**EXERCISE TASKS**
1 > Translate this sentence from the judgment excerpt into French: "He has been inconsistent on this point."
2 > In the judgment excerpt, how many shares of SWE did Hwee and Siong each hold?
3 > In the judgment excerpt, take everything from "55 Having dismissed YTP’s" down to "606010 for $500,000." and write it out again, swapping "investment properties" for "commercial properties".

**GIVEN PASSAGE**
54 Next, I turn to YTP’s second broad argument that there had been a mutual understanding that the proceeds of the BOC Cheques need not be repaid, whether on the basis of “tradition” or a “running shareholder/directors’ account”. Much was made of the fact that YTP and YTL used to withdraw sums of money from SWE and SWT. In essence, YTP alleges that there was a mutual understanding shared with YTL to the effect that both YTP and YTL could draw monies from the companies at will, on the basis that these withdrawals would be offset against deposits and advances made by YTP and YTL to the companies from time to time. However, from sometime in 1988, there were other shareholders of SWE, especially Hwee and Siong with 41,500 shares each. Certainly, there is no indication that any such understanding was shared with Hwee and Siong. As I observed at [24] above, in Suits 235/236, Hwee had complained about such withdrawals by YTP and YTL. Therefore, I do not accept that YTP and YTL were permitted to withdraw funds from SWE and SWT after 1988, at the expense of the other shareholders. Further, even if such an understanding had existed after Hwee and Siong became shareholders, I would have thought that that state of affairs clearly came to an end following the passing of the 2013 Resolution.
55 Having dismissed YTP’s broad arguments, I turn now to the contentions raised by YTP in respect of the individual cheques.
Cheques 1 and 2
56 YTP submits that Cheques 1 and 2 were payments of dividends in respect of the sale of certain investment properties. According to YTP, this is supported by the fact that roughly equal sums were similarly paid to YTL by way of two cheques: cheque number 394988 for $500,000 and cheque number 606010 for $500,000.
57 I reject this submission for the following reasons. First and foremost, as YTP acknowledged, the proceeds of Cheques 1 and 2 were recorded in SWE’s accounts as loans to directors, and not as dividend payments. Second, it was not at all clear that YTL had received roughly identical amounts as dividends. Cheque No 394988 was not a payment to YTL alone, but a payment into an account jointly held by YTL and YTP. In fact, as I stated earlier, while this was originally indicated as a payment out to YTP in the AccVisory email, it was not included as a claim against YTP in the 2013 Resolution: see [28] above. As for Cheque No 606010, I accept YTL’s evidence that this sum was not treated by him as a payment of dividends, and that he eventually repaid this amount. Third, on YTP’s own evidence (in his affidavit of evidence-in-chief (“AEIC”)), Cheque 1 was a “repayment for the monies that [he] had put into the companies”, not dividend payments. He has been inconsistent on this point. I therefore reject YTP’s submission that Cheques 1 and 2 were payments of dividends.

**RECORDS SHOWN**
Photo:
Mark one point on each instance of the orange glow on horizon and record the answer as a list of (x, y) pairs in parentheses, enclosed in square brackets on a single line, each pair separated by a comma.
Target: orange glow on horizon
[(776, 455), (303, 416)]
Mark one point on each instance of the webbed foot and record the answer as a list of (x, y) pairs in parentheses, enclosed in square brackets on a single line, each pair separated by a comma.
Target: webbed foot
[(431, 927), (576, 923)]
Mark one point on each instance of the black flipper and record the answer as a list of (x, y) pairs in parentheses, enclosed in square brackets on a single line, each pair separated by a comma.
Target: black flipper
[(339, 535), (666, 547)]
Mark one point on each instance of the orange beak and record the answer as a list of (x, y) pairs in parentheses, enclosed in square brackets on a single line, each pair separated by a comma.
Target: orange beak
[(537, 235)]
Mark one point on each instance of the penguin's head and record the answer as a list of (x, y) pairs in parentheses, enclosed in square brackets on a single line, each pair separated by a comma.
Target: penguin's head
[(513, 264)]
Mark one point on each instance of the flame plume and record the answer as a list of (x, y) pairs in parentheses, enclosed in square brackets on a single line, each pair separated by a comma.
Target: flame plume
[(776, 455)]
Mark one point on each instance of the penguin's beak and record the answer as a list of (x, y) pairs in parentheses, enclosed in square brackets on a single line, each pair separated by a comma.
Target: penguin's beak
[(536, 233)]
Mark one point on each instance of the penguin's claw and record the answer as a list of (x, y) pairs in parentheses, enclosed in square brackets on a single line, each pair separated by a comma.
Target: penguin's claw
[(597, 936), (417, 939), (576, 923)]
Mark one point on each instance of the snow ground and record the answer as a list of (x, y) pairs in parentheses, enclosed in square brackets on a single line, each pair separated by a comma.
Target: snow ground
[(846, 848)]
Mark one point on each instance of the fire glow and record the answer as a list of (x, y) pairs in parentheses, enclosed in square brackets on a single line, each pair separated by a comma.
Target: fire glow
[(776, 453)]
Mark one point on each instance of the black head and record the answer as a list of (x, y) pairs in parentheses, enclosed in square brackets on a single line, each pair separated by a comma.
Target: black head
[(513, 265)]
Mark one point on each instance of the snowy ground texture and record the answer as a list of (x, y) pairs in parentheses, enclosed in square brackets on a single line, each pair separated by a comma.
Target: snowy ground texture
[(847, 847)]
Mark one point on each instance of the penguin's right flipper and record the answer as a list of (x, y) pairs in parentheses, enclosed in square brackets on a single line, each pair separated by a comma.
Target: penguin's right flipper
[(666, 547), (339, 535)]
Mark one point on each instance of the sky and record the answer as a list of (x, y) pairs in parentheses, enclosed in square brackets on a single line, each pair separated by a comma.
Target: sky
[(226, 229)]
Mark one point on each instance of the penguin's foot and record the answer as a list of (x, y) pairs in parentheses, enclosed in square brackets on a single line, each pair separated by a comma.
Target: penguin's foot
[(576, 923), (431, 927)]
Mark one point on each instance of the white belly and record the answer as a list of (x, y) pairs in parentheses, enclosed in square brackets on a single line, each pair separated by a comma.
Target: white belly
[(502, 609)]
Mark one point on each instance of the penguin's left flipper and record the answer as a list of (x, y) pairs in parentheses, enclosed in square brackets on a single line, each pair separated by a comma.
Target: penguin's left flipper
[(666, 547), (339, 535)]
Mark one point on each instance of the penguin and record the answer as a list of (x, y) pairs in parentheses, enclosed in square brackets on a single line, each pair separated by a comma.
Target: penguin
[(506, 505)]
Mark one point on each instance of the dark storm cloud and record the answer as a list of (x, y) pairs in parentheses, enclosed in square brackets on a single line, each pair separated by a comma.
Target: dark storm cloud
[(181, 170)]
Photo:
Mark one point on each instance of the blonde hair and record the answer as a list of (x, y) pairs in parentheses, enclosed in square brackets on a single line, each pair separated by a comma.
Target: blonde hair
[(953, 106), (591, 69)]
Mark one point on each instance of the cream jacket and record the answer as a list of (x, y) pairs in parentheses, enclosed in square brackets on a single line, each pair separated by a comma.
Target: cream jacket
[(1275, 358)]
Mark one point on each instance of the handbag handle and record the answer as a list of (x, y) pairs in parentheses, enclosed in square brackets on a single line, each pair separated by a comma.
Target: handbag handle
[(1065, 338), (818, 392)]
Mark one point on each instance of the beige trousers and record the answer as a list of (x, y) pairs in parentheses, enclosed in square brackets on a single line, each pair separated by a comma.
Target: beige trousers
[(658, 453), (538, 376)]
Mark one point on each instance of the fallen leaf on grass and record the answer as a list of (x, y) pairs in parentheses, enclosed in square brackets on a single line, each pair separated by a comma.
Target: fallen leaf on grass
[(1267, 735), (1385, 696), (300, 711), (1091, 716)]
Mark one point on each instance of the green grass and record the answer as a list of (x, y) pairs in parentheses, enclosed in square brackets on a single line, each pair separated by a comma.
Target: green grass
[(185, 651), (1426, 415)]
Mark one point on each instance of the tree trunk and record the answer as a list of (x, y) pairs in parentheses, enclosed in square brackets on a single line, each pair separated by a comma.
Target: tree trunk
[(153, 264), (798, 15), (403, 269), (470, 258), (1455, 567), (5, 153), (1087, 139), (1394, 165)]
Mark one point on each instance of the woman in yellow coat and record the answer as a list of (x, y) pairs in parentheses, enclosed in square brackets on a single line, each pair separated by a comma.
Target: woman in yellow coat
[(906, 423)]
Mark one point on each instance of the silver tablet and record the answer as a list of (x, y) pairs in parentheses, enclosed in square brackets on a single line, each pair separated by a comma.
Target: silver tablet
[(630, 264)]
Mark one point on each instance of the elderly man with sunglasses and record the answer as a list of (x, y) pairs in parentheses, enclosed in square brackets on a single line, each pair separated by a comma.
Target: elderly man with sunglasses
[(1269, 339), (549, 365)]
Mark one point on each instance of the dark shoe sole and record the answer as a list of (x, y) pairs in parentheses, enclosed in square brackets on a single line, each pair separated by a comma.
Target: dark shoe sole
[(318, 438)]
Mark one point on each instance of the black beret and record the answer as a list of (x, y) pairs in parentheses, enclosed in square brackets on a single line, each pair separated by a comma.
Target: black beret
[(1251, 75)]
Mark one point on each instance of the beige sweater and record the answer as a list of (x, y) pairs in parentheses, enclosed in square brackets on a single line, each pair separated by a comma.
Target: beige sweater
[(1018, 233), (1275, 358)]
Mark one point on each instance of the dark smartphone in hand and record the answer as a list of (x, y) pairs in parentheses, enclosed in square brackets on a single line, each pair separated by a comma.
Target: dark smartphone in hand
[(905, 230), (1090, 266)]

**OUTPUTS BY TASK**
1 > Il a été incohérent sur ce point.

2 > 41,500 shares each.

3 >
55 Having dismissed YTP’s broad arguments, I turn now to the contentions raised by YTP in respect of the individual cheques.
Cheques 1 and 2
56 YTP submits that Cheques 1 and 2 were payments of dividends in respect of the sale of certain commercial properties. According to YTP, this is supported by the fact that roughly equal sums were similarly paid to YTL by way of two cheques: cheque number 394988 for $500,000 and cheque number 606010 for $500,000.